### Exercise:
Write out all the data below exactly.

### Records for processing:
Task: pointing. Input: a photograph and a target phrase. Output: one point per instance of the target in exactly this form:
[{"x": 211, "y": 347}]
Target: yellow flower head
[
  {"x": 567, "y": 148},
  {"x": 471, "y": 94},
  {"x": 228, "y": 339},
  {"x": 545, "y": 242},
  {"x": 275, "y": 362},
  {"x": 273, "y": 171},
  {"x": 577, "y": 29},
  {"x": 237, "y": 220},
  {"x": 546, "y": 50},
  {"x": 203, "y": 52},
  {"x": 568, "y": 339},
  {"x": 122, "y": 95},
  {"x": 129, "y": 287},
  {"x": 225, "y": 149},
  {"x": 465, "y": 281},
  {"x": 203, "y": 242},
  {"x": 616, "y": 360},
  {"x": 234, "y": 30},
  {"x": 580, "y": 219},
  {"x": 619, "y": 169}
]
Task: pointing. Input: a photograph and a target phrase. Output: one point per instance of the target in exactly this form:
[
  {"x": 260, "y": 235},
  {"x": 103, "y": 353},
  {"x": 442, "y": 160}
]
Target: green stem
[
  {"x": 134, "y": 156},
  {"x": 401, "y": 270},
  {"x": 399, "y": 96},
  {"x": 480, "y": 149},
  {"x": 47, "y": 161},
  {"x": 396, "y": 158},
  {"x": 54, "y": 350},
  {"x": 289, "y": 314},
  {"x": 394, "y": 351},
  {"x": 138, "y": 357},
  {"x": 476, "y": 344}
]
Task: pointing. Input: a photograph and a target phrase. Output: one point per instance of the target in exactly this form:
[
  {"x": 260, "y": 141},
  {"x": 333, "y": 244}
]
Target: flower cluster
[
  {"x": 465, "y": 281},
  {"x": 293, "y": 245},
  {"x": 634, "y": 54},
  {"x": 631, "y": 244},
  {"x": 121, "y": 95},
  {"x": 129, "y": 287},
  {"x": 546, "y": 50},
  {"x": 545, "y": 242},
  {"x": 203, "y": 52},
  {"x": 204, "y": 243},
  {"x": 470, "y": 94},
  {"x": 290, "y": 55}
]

### Exercise answer:
Task: pointing. Input: a photograph and a target phrase. Output: one point per instance of the target in exactly this form:
[{"x": 211, "y": 347}]
Target: yellow flower head
[
  {"x": 567, "y": 148},
  {"x": 471, "y": 94},
  {"x": 228, "y": 339},
  {"x": 545, "y": 242},
  {"x": 275, "y": 362},
  {"x": 273, "y": 171},
  {"x": 577, "y": 29},
  {"x": 237, "y": 220},
  {"x": 546, "y": 50},
  {"x": 203, "y": 52},
  {"x": 568, "y": 339},
  {"x": 122, "y": 95},
  {"x": 129, "y": 287},
  {"x": 225, "y": 149},
  {"x": 465, "y": 281},
  {"x": 203, "y": 242},
  {"x": 616, "y": 360},
  {"x": 234, "y": 30},
  {"x": 580, "y": 219},
  {"x": 619, "y": 169}
]
Task: pointing. Input: a photograph and a target phrase. Output: one point per instance of the target in exactly this form:
[
  {"x": 260, "y": 235},
  {"x": 103, "y": 353},
  {"x": 442, "y": 160}
]
Target: green stem
[
  {"x": 134, "y": 156},
  {"x": 401, "y": 270},
  {"x": 399, "y": 96},
  {"x": 480, "y": 149},
  {"x": 47, "y": 161},
  {"x": 396, "y": 158},
  {"x": 54, "y": 350},
  {"x": 289, "y": 314},
  {"x": 394, "y": 351},
  {"x": 138, "y": 357},
  {"x": 476, "y": 344}
]
Task: pointing. Input: a photograph and a target phrase. Output: one point per instance of the target in exactly this form:
[
  {"x": 260, "y": 141},
  {"x": 333, "y": 244}
]
Target: flower cluster
[
  {"x": 465, "y": 281},
  {"x": 293, "y": 245},
  {"x": 634, "y": 54},
  {"x": 631, "y": 244},
  {"x": 121, "y": 95},
  {"x": 129, "y": 287},
  {"x": 546, "y": 50},
  {"x": 545, "y": 242},
  {"x": 203, "y": 52},
  {"x": 204, "y": 243},
  {"x": 470, "y": 94},
  {"x": 290, "y": 55}
]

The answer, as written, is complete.